Items stored from a collection:
>>>

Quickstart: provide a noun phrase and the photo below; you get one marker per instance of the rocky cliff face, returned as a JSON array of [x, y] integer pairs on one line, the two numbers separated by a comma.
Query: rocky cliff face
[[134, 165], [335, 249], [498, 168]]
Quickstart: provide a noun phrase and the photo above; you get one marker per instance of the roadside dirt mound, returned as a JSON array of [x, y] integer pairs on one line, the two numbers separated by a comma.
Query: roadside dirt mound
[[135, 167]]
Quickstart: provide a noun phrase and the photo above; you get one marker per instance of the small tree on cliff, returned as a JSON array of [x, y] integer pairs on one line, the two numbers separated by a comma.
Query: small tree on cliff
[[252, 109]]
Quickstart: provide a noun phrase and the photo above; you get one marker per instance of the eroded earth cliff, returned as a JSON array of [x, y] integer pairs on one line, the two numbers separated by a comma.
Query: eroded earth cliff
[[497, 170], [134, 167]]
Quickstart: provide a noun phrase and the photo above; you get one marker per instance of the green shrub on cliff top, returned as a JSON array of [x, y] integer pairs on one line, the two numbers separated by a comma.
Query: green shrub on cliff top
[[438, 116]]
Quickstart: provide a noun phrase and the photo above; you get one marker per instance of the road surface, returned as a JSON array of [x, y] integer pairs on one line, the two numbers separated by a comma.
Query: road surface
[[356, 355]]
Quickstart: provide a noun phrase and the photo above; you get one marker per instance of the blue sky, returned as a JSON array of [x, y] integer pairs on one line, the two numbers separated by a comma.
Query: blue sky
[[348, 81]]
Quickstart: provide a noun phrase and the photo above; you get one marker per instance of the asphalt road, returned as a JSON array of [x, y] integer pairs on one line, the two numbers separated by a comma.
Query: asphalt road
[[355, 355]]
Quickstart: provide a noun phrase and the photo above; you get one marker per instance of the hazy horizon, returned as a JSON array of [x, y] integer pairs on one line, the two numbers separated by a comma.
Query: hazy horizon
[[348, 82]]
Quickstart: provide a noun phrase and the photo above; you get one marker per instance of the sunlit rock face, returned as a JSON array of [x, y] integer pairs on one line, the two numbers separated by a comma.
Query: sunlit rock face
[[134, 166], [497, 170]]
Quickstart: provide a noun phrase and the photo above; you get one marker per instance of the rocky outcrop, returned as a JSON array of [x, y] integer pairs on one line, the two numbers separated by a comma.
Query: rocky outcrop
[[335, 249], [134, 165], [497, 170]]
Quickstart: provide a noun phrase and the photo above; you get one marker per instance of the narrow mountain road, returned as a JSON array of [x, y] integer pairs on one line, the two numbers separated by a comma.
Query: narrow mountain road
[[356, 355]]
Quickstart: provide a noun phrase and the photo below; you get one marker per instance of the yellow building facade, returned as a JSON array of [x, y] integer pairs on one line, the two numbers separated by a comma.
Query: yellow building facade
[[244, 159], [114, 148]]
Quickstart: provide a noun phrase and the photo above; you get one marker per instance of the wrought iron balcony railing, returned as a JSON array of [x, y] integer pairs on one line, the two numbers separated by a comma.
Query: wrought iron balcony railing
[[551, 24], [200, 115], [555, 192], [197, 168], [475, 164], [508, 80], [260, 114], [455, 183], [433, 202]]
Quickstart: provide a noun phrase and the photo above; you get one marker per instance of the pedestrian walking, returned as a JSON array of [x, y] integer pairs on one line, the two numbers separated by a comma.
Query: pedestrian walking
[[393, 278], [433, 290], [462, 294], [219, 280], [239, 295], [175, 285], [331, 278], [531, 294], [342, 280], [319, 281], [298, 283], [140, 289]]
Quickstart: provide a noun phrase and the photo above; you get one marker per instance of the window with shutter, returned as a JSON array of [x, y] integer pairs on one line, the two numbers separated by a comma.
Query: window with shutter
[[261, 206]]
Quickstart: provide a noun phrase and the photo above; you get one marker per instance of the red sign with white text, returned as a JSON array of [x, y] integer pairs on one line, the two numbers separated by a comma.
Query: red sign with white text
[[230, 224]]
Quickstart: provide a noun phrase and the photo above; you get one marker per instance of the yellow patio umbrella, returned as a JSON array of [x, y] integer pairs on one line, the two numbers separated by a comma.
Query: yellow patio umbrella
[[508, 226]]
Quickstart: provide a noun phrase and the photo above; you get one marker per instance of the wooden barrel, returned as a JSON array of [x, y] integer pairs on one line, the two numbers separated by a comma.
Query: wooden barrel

<<<

WHAT TO PRODUCE → Render every line above as a numbered list, leaving out any blank lines.

SOLVED PROBLEM →
1. Quickstart: provide a noun phrase and the photo below; you get one marker per instance of the rocky cliff face, returned as a JSON array of [x, y] integer pairs on one line, the two numbers separated by a comma.
2. Query: rocky cliff face
3. [[134, 165], [335, 249], [498, 168]]
4. Quickstart: provide a noun phrase and the photo above; you get one marker per instance of the roadside dirt mound, returned as a JSON array of [x, y] integer pairs on one line, the two numbers separated by a comma.
5. Query: roadside dirt mound
6. [[135, 167]]
7. Quickstart: provide a noun phrase and the photo above; you get one marker per instance of the small tree on cliff, returned as a JSON array of [x, y] integer pairs on one line, the two numbers separated by a comma.
8. Query: small tree on cliff
9. [[252, 109]]
10. Quickstart: provide a noun phrase and the photo above; you get one marker per instance of the eroded earth cliff, returned as a JSON array of [x, y] integer pairs on one line, the two numbers separated by a comma.
11. Query: eroded earth cliff
12. [[497, 170], [134, 167]]
13. Quickstart: provide a noun phrase and the photo above; you get one marker per instance of the green shrub on cliff top, returned as a JSON array of [x, y] integer pairs on one line, the two numbers separated by a comma.
14. Query: green shrub on cliff top
15. [[438, 116]]
16. Quickstart: provide a noun phrase and the photo above; you get one marker per instance of the road surface, returned as a JSON array of [x, y] integer pairs on one line, the two numbers separated by a comma.
17. Query: road surface
18. [[356, 355]]
19. Quickstart: provide a noun phrase and the photo above; you get one marker per instance of the blue sky, returned as a JSON array of [x, y] integer pairs on one line, the two numbers separated by a comma.
20. Query: blue sky
21. [[348, 81]]
22. Quickstart: provide a noun phrase and the photo above; you get one marker per instance of the asphalt road, returned as a JSON array of [x, y] integer pairs on one line, the two numbers separated by a comma.
23. Query: asphalt road
24. [[355, 355]]
25. Quickstart: provide a noun phrase and the photo above; you get one marker per instance of the hazy horizon, returned as a JSON array of [x, y] integer pairs on one line, the two numbers separated by a comma.
26. Query: hazy horizon
27. [[348, 82]]
28. Quickstart: provide a noun phrase and the photo above; you get one marker per instance of the sunlit rock face, returned as a JSON array of [x, y] integer pairs on one line, the two numbers separated by a comma.
29. Query: sunlit rock face
30. [[134, 166], [497, 170]]
31. Quickstart: provide a noun phrase and the photo above; you get one marker per instance of the rocky outcrop, returned as a JSON array of [x, y] integer pairs on one line, the two numbers separated by a comma.
32. Query: rocky outcrop
33. [[335, 249], [134, 165], [497, 170]]
34. Quickstart: provide a noun phrase and the photo above; you get one marker per instance of the narrow mountain road, returned as a JSON array of [x, y] integer pairs on one line, the two numbers separated by a comma.
35. Query: narrow mountain road
36. [[356, 355]]
37. Quickstart: provide a noun phrase and the photo below; you get one marker per instance of the yellow building facade, returned as a JSON array of [x, y] integer pairs on one line, the two numbers separated by a comma.
38. Query: yellow building facade
39. [[244, 159], [114, 148]]
40. Quickstart: provide a noun phrase and the photo above; you get one marker per instance of the wrought iron balcony railing, returned as a JSON array of [x, y] integer pairs on one line, the two numbers separated by a comma.
41. Query: wrought iron balcony railing
42. [[551, 24], [200, 115], [555, 192], [197, 168], [475, 164], [508, 80], [260, 114], [455, 183], [433, 202]]
43. Quickstart: provide a noun phrase and the photo above; you get one marker per instance of the pedestrian walking, returned as a JSON array of [x, y] integer pairs on one line, the two numbers separated by a comma.
44. Query: pedestrian walking
45. [[393, 278], [433, 290], [462, 294], [219, 280], [239, 295], [175, 285], [331, 278], [531, 294], [342, 280], [319, 281], [298, 283], [140, 289]]
46. Quickstart: provide a noun phrase and the photo above; you get one marker per instance of the window with shutter, returned as a JSON array of [x, y] integer pairs on one line, the two numbers separated by a comma.
47. Query: window with shutter
48. [[261, 206]]
49. Quickstart: provide a noun phrase and the photo above; you get one marker per instance of the red sign with white text, returned as a JSON array of [x, y] integer pairs on one line, the two numbers separated by a comma.
50. Query: red sign with white text
51. [[230, 224]]
52. Quickstart: provide a noun phrase and the photo above; you get one marker per instance of the yellow patio umbrella, returned as a JSON array of [x, y] integer pairs on one line, the two numbers separated by a comma.
53. Query: yellow patio umbrella
54. [[508, 226]]
55. Quickstart: provide a noun phrase and the photo above; you get one marker per instance of the wooden barrel, returned as a JSON array of [x, y] integer pairs on one line, the two numbers separated by a comma.
56. Query: wooden barrel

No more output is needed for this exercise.